▶ **ACTIONS TO TAKE**
(1) Answer these questions about the prop shaft thread, each on its own line:
(a) What model year and horsepower is the outboard whose shaft was bent?
(b) How much did the machine shop charge to straighten the shaft?
(c) In which city is the machine shop located?
(2) For each statement, say whether it agrees with the prop shaft thread, and quote the words that decide it:
(a) The person who started the thread had never rebuilt a lower unit before.
(b) DuckNut says the plastic clip on the shift shaft is easy to see.
(c) A new shaft would have cost 600.00.
(3) Pick up the prop shaft thread after its last post and write the reply that follows.

▶ **SOURCE TEXT**
# removing prop shaft



## andy race (Jan 15, 2018)

Hello, been lurking and learning for a while, 1st post, fish big bend area of fl, Hommosassa area mostly and Yankee town. hit a rock and bent the prop shaft on a 2015 60 hp merc, i've rebuild lower units on mercs in the past but this is the new easy shift model and does not have that little ball I'm used to, anyone know of any trick to removing the shaft? lower unit removed and I've tried everything i can think of, any info appreciated.


----------



## DuckNut (Apr 3, 2009)

There is a plastic clip on the top of the shift shaft, rotate it up. Then it needs to slide one way or the other, I believe to the right.

Then the lower unit can be pulled out.

It is very hard to see that clip, may have to move some wires.


----------



## andy race (Jan 15, 2018)

thanks for reply, i was finally able to figure it out, had the shaft straightened by a machine shop for 45.00 in lieu of paying 600.00 for a new one. all back together , thanks again


----------



## SomaliPirate (Feb 5, 2016)

andy race said:


> thanks for reply, i was finally able to figure it out, had the shaft straightened by a machine shop for 45.00 in lieu of paying 600.00 for a new one. all back together , thanks again


What shop, if you don't mind me asking?


----------



## andy race (Jan 15, 2018)

TLC machine shop on north magnolia, they used to run Bi-lo's machine shop, elderly guys that know their stuff, i can get the exact address if that would help. really hard to find a good old fashioned machine shop now a days , this is in ocala fl. not sure where you are located.


----------



## SomaliPirate (Feb 5, 2016)

andy race said:


> TLC machine shop on north magnolia, they used to run Bi-lo's machine shop, elderly guys that know their stuff, i can get the exact address if that would help. really hard to find a good old fashioned machine shop now a days , this is in ocala fl. not sure where you are located.

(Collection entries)
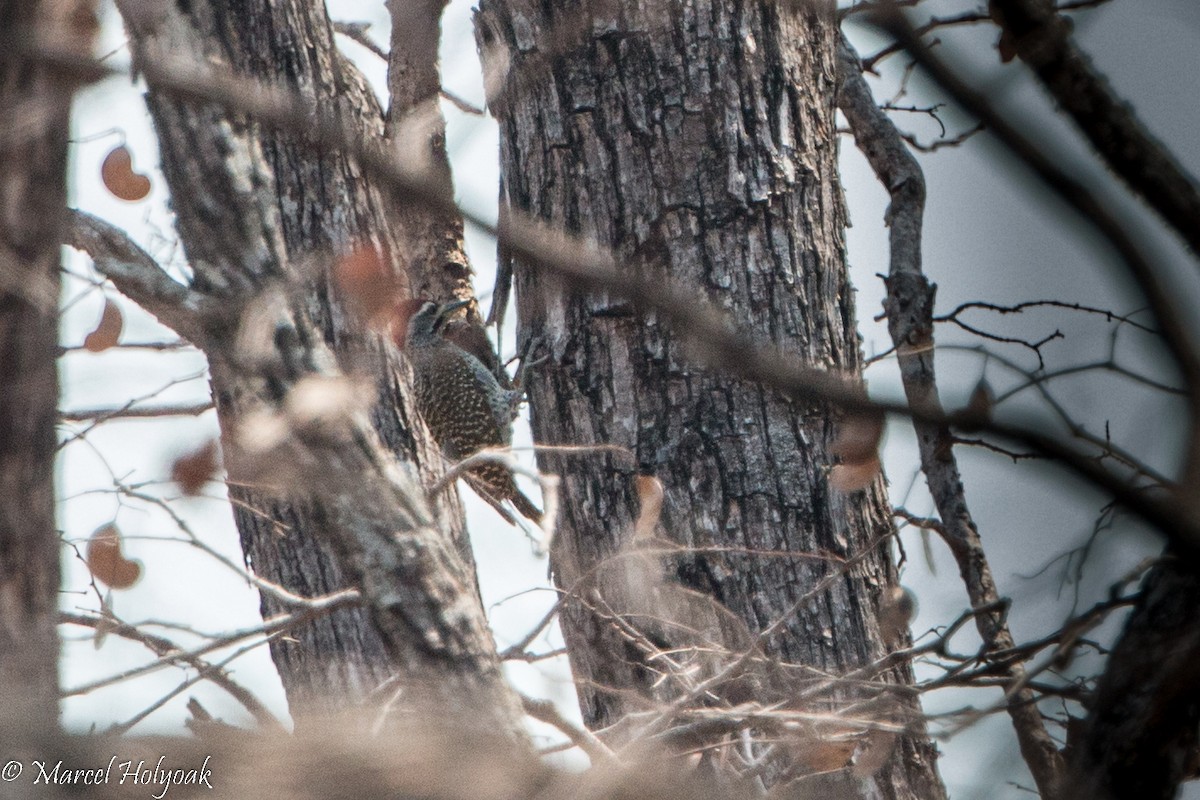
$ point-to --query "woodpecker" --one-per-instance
(465, 405)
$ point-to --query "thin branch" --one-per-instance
(131, 411)
(316, 608)
(588, 268)
(546, 711)
(138, 276)
(166, 648)
(1042, 38)
(910, 308)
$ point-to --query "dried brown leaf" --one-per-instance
(119, 178)
(367, 282)
(106, 561)
(108, 330)
(858, 438)
(195, 469)
(855, 477)
(649, 493)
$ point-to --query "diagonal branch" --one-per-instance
(910, 308)
(136, 274)
(1042, 38)
(585, 266)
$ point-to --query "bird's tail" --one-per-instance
(526, 507)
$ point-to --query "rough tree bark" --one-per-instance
(256, 208)
(1139, 739)
(33, 202)
(697, 140)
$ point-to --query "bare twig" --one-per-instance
(910, 308)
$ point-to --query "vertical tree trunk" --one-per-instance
(697, 140)
(323, 208)
(33, 202)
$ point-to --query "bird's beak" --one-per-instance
(453, 306)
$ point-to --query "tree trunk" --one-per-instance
(1139, 739)
(259, 211)
(697, 140)
(33, 202)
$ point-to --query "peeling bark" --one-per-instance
(696, 140)
(258, 214)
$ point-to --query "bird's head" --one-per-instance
(426, 322)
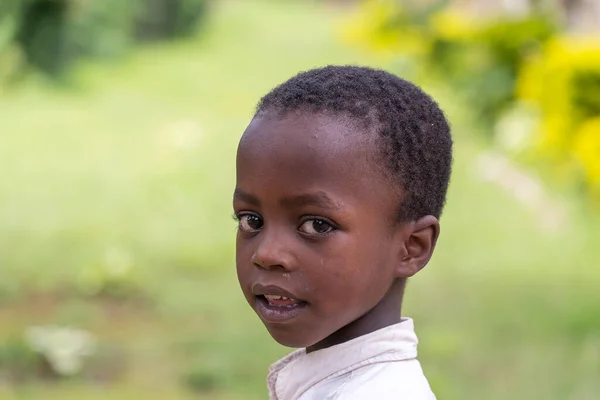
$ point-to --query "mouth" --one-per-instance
(276, 305)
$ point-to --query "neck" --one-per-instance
(385, 313)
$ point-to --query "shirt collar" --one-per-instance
(297, 372)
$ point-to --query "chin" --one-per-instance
(290, 337)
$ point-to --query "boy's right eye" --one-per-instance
(250, 222)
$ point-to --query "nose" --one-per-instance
(273, 251)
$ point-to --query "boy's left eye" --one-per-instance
(316, 227)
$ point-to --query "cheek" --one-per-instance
(357, 269)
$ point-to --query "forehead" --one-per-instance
(298, 138)
(280, 156)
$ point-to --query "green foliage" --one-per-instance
(18, 361)
(52, 33)
(511, 71)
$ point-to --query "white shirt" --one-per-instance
(381, 365)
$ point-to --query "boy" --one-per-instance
(341, 179)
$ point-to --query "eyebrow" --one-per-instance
(318, 198)
(249, 198)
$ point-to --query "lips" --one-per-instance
(277, 305)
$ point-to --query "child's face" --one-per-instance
(316, 226)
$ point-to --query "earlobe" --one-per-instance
(419, 240)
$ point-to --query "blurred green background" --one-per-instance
(118, 128)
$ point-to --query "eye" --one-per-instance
(250, 222)
(316, 226)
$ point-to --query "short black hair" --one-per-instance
(413, 133)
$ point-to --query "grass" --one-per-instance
(131, 169)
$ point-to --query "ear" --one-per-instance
(419, 240)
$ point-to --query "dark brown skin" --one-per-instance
(317, 219)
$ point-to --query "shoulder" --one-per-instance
(403, 380)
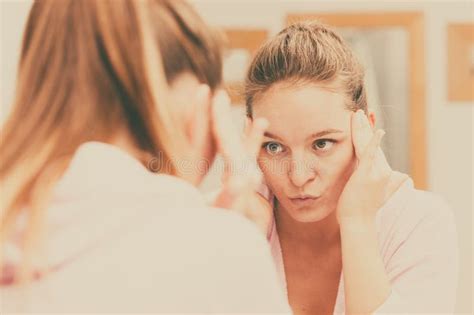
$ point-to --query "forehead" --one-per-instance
(298, 111)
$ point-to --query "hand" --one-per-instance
(241, 175)
(368, 187)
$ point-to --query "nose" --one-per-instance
(302, 170)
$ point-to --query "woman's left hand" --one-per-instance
(367, 188)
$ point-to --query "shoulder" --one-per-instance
(409, 208)
(416, 223)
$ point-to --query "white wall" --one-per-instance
(450, 136)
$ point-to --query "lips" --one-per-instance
(304, 200)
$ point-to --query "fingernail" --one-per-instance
(360, 116)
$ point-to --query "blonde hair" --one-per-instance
(306, 52)
(85, 73)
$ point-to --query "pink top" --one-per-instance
(418, 244)
(124, 240)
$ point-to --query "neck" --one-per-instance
(320, 234)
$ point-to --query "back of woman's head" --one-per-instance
(306, 52)
(87, 71)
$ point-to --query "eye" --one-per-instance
(273, 148)
(323, 144)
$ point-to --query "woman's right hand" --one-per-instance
(241, 177)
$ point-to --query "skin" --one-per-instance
(315, 147)
(206, 120)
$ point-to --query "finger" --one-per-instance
(227, 138)
(372, 148)
(361, 132)
(254, 136)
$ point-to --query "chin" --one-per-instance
(309, 214)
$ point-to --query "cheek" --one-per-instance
(274, 172)
(337, 167)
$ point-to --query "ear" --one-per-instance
(247, 125)
(372, 119)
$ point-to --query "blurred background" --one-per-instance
(419, 61)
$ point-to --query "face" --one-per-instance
(307, 155)
(191, 106)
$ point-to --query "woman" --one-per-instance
(349, 234)
(100, 157)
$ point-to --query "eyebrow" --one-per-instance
(314, 135)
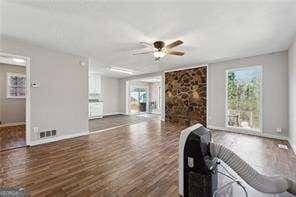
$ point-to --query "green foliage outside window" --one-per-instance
(243, 97)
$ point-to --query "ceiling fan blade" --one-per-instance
(174, 44)
(180, 53)
(141, 53)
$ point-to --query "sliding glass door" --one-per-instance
(243, 98)
(138, 100)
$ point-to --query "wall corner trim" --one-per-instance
(54, 139)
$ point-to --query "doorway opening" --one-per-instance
(13, 101)
(145, 96)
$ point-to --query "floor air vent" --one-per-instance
(283, 146)
(46, 134)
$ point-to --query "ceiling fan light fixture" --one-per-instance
(158, 54)
(121, 70)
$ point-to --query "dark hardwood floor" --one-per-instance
(13, 136)
(113, 121)
(136, 160)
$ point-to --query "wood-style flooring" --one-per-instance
(12, 136)
(113, 121)
(137, 160)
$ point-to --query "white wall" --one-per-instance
(111, 95)
(61, 101)
(292, 94)
(275, 90)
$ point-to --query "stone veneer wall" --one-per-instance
(186, 96)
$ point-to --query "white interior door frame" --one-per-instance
(28, 91)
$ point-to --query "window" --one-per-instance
(16, 85)
(243, 98)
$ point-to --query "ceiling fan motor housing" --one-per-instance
(159, 45)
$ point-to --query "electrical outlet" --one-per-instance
(35, 129)
(53, 132)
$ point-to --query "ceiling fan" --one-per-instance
(161, 49)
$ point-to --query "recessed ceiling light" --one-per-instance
(121, 70)
(18, 60)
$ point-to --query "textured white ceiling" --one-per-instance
(108, 32)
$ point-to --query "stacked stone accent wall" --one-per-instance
(186, 96)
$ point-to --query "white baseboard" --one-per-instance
(58, 138)
(113, 114)
(260, 134)
(293, 146)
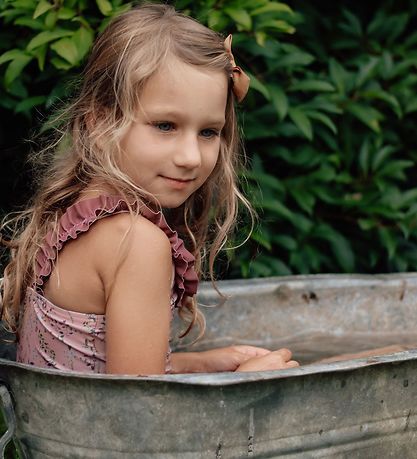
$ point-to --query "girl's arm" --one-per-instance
(232, 358)
(137, 284)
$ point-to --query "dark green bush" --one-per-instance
(329, 122)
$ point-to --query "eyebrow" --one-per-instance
(161, 114)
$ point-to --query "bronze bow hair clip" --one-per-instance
(240, 79)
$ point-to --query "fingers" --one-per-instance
(276, 360)
(251, 351)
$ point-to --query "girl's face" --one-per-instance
(173, 145)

▶ **TASK ANSWERS**
(1)
(a) It is a 2015 60 hp Mercury.
(b) The shop charged 45.00.
(c) The shop is in Ocala, Florida.

(2)
(a) No: "i've rebuild lower units on mercs in the past"
(b) No: "It is very hard to see that clip, may have to move some wires."
(c) Yes: "in lieu of paying 600.00 for a new one"

(3)
Thanks a ton. If you get a chance to get their address or number, I'd love it. I'm near Williston/Ocala but I fish Ozello, CR, and Yankeetown a lot.


----------



## andy race (Jan 15, 2018)

I fish the exact same area's along with mason creek down to chaz point. my son used my boat on neg low at yankeetown hence a bent shaft, anyway, TLC machine shop 603 N. Magnolia ave., ocala fl 34475 352 547 8505. probably should introduce myself under that heading on this forum and post a pic of my boat, we've most likely crossed paths as i fish from mangrove point south to chaz.


----------



## SomaliPirate (Feb 5, 2016)

andy race said:


> I fish the exact same area's along with mason creek down to chaz point. my son used my boat on neg low at yankeetown hence a bent shaft, anyway, TLC machine shop 603 N. Magnolia ave., ocala fl 34475 352 547 8505. probably should introduce myself under that heading on this forum and post a pic of my boat, we've most likely crossed paths as i fish from mangrove point south to chaz.


Thanks a ton! If you see a guy in a 17T cussing at his motor and beating it with a flip flop, it's most likely me. I launch most often from the ozello park ramp or the fort island beach side ramp. I do Yankeetown or the barge canal every once in a while too.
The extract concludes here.